STATED TASK
Extract the entries in their exact form.

SUPPLIED MATERIAL
================

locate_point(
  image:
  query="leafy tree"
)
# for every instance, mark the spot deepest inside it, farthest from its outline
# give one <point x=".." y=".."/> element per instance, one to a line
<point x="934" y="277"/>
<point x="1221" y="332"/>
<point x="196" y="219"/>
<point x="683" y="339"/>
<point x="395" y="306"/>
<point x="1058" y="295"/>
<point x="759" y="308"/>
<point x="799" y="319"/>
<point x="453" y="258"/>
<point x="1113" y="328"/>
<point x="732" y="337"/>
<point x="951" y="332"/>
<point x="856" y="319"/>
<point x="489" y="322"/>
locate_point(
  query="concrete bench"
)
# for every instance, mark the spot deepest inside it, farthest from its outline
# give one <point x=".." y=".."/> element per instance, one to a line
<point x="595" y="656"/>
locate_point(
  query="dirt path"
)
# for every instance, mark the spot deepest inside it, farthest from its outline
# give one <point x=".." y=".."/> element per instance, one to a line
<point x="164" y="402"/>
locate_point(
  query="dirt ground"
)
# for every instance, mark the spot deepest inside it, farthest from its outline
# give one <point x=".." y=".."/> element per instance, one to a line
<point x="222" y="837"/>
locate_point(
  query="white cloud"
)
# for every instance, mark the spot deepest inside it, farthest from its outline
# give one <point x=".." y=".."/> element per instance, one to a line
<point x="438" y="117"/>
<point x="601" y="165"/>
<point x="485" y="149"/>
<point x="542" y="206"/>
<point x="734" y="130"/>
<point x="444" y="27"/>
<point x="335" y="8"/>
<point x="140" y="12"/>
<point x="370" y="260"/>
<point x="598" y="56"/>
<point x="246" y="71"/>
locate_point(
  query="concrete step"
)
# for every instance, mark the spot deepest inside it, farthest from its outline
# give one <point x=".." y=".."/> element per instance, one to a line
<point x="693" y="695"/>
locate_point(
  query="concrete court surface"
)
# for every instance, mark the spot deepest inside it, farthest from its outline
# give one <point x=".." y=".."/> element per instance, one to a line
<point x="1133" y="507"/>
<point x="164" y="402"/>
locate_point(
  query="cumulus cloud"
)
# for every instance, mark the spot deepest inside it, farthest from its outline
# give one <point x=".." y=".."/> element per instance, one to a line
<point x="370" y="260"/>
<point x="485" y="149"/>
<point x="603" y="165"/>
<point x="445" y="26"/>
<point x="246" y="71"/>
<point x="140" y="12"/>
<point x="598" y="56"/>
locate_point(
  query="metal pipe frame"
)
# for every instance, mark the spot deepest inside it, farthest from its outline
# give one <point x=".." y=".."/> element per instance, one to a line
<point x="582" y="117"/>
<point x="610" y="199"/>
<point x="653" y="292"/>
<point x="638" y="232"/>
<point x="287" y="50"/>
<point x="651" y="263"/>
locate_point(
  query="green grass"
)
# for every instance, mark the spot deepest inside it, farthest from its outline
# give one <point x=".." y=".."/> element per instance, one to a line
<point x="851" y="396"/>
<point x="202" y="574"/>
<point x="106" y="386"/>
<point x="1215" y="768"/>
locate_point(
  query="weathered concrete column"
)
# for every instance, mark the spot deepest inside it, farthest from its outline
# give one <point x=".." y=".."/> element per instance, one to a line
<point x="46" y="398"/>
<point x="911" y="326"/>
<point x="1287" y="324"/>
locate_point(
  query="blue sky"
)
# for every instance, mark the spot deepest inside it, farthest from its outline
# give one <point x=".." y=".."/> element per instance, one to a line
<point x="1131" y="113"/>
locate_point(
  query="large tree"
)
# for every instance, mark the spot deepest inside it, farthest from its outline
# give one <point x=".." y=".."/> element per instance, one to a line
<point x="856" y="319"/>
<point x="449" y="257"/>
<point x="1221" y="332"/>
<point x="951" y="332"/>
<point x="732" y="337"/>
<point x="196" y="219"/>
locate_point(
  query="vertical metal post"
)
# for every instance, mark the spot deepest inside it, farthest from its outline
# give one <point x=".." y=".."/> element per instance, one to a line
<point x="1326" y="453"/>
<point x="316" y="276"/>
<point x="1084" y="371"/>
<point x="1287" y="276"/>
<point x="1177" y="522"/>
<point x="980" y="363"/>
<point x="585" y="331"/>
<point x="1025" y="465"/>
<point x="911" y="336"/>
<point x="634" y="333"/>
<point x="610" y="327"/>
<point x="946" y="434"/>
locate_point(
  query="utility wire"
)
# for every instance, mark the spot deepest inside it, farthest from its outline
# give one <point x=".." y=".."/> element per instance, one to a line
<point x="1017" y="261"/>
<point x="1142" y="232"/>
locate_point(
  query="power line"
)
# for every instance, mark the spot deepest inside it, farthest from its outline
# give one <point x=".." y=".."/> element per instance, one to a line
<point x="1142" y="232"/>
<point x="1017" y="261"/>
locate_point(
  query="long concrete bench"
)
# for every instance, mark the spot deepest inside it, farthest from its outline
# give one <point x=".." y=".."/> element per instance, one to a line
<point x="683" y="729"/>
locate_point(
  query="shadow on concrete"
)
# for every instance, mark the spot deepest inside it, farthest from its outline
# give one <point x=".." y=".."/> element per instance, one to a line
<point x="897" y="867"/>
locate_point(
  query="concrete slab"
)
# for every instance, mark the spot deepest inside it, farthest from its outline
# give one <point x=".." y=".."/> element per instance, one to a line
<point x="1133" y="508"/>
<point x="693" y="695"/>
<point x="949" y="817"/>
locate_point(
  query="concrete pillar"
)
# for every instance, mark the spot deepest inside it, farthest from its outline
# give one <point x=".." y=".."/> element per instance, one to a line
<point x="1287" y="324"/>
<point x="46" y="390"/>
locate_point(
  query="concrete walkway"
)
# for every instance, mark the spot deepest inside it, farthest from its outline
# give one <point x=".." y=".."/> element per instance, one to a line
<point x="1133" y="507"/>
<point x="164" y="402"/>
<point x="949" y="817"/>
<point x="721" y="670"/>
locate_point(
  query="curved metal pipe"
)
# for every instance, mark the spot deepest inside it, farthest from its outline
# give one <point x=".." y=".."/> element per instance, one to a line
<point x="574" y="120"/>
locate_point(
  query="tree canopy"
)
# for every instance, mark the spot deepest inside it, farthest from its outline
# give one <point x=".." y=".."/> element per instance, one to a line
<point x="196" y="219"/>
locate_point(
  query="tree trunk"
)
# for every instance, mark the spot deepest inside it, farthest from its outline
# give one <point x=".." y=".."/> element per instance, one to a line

================

RESPONSE
locate_point(
  image:
  query="leafy tree"
)
# for every instance, mark the spot deepest inside it, farthest from its outline
# give one <point x=".." y=".."/> element per instance, one to a line
<point x="934" y="277"/>
<point x="1221" y="332"/>
<point x="196" y="219"/>
<point x="683" y="339"/>
<point x="395" y="306"/>
<point x="1058" y="295"/>
<point x="759" y="308"/>
<point x="799" y="319"/>
<point x="453" y="258"/>
<point x="1113" y="328"/>
<point x="732" y="337"/>
<point x="951" y="332"/>
<point x="856" y="319"/>
<point x="489" y="322"/>
locate_point(
  query="concrete bench"
)
# for every instance, mark the spot deepest inside it, farthest from its outline
# give one <point x=".." y=".."/> element per instance, one to a line
<point x="595" y="656"/>
locate_point(
  query="dirt path"
)
# for every instance, mark the spot deepest inside it, farthest from its outline
# give one <point x=".." y=".."/> element per instance, one to a line
<point x="164" y="402"/>
locate_point(
  query="dirt ground"
)
# for every instance, mark the spot deepest inside it, farthest from its outline
# give one <point x=".." y=".."/> element per instance, one to a line
<point x="222" y="837"/>
locate_point(
  query="white cloud"
)
# for every instance, mark the spot deepest inside it, farthest from its outline
# give one <point x=".." y=".."/> element per instance, one to a line
<point x="438" y="117"/>
<point x="601" y="165"/>
<point x="485" y="149"/>
<point x="542" y="206"/>
<point x="734" y="130"/>
<point x="444" y="27"/>
<point x="335" y="8"/>
<point x="140" y="12"/>
<point x="370" y="260"/>
<point x="598" y="56"/>
<point x="246" y="71"/>
locate_point(
  query="concrete step"
)
# for every instance, mark the spot deepest inside it, farthest from its outline
# give one <point x=".." y=".."/> element per instance, one to a line
<point x="693" y="695"/>
locate_point(
  query="concrete court surface"
)
# for every instance, mark the spot deepest inside it, farthest from its outline
# give one <point x=".." y=".."/> element per instance, one to a line
<point x="1133" y="507"/>
<point x="164" y="402"/>
locate_point(
  query="cumulus cloud"
)
# for every instance, mark the spot deepest inside it, farthest from its outline
# give one <point x=".." y=".."/> element per instance, one to a line
<point x="370" y="260"/>
<point x="485" y="149"/>
<point x="603" y="165"/>
<point x="445" y="26"/>
<point x="246" y="71"/>
<point x="140" y="12"/>
<point x="598" y="56"/>
locate_point(
  query="metal pipe frame"
)
# for every instance, mark the spot deepest inside it, farthest from its outline
# give one <point x=".." y=".."/> element per instance, one to a line
<point x="582" y="117"/>
<point x="610" y="199"/>
<point x="653" y="292"/>
<point x="638" y="232"/>
<point x="287" y="50"/>
<point x="651" y="263"/>
locate_point(
  query="green grass"
)
# for every instance, mark the spot deepest inside it, farthest from its outline
# give one <point x=".." y=".."/> element per instance, one to a line
<point x="851" y="396"/>
<point x="202" y="574"/>
<point x="106" y="386"/>
<point x="1215" y="768"/>
locate_point(
  query="weathered concrete column"
)
# for every instance, mark the spot deepest inside it, farthest from its outline
# give one <point x=".." y=".."/> element per instance, one to a line
<point x="46" y="398"/>
<point x="911" y="326"/>
<point x="1287" y="324"/>
locate_point(
  query="blue sky"
)
# for every instance, mark the spot deepest inside it, farthest from its outline
# give one <point x=".." y=".."/> element per instance, one to a line
<point x="1131" y="113"/>
locate_point(
  query="large tree"
)
# for every instance, mark the spot deepest inside it, farthest from its outline
# give one <point x=".." y=".."/> element per instance, one to a line
<point x="856" y="319"/>
<point x="449" y="257"/>
<point x="1221" y="332"/>
<point x="951" y="332"/>
<point x="732" y="337"/>
<point x="196" y="219"/>
locate_point(
  query="vertical metal post"
)
# for every instance, mark the spot deepest inside it, farthest from its outline
# give one <point x=".." y=".."/> element per instance, one to a line
<point x="1326" y="453"/>
<point x="316" y="276"/>
<point x="1084" y="371"/>
<point x="1287" y="276"/>
<point x="1177" y="522"/>
<point x="980" y="363"/>
<point x="585" y="331"/>
<point x="1025" y="465"/>
<point x="911" y="336"/>
<point x="634" y="333"/>
<point x="610" y="327"/>
<point x="946" y="434"/>
locate_point(
  query="utility wire"
)
# for every instance, mark the spot deepest inside it, farthest from its outline
# give one <point x=".." y=".."/> element per instance, one to a line
<point x="1017" y="261"/>
<point x="1142" y="232"/>
locate_point(
  query="power line"
)
# for every instance, mark the spot deepest inside it, farthest from its outline
# give one <point x=".." y=".."/> element per instance, one to a line
<point x="1142" y="232"/>
<point x="1017" y="261"/>
locate_point(
  query="long concrete bench"
)
# for every instance, mark the spot deepest inside it, farthest from its outline
# give one <point x=".." y=".."/> element per instance, one to a line
<point x="683" y="729"/>
locate_point(
  query="shadow on concrete"
)
# for every instance, mark the spot deepest inside it, farthest from its outline
# give one <point x=".." y=".."/> element per instance, one to a line
<point x="897" y="867"/>
locate_point(
  query="concrete slab"
)
# for every instance, mark the spot deepest inside it, farthest from its outline
# give one <point x=".." y=".."/> element per instance, one to a line
<point x="1133" y="508"/>
<point x="693" y="695"/>
<point x="949" y="817"/>
locate_point(
  query="concrete pillar"
)
# for every instance, mark the spot deepest inside it, farthest from its outline
# give one <point x=".." y=".."/> element per instance, one to a line
<point x="1287" y="324"/>
<point x="46" y="390"/>
locate_point(
  query="concrete walkway"
)
# for every instance, mark the spot deepest inside it, farthest from its outline
# give one <point x=".." y=".."/> element per instance, one to a line
<point x="1133" y="507"/>
<point x="164" y="402"/>
<point x="949" y="817"/>
<point x="721" y="670"/>
locate_point(
  query="curved metal pipe"
)
# for every instance, mark the spot deepest inside it, farthest from its outline
# give one <point x=".." y=".."/> element per instance, one to a line
<point x="574" y="120"/>
locate_point(
  query="tree canopy"
)
# for every instance, mark the spot deepest inside it, farthest from its outline
# give one <point x=".." y=".."/> element per instance, one to a line
<point x="196" y="219"/>
locate_point(
  query="tree trunk"
)
# for every instance, mark the spot deepest inside it, farthest from its outline
# give one <point x=".." y=".."/> element per instance, one to a line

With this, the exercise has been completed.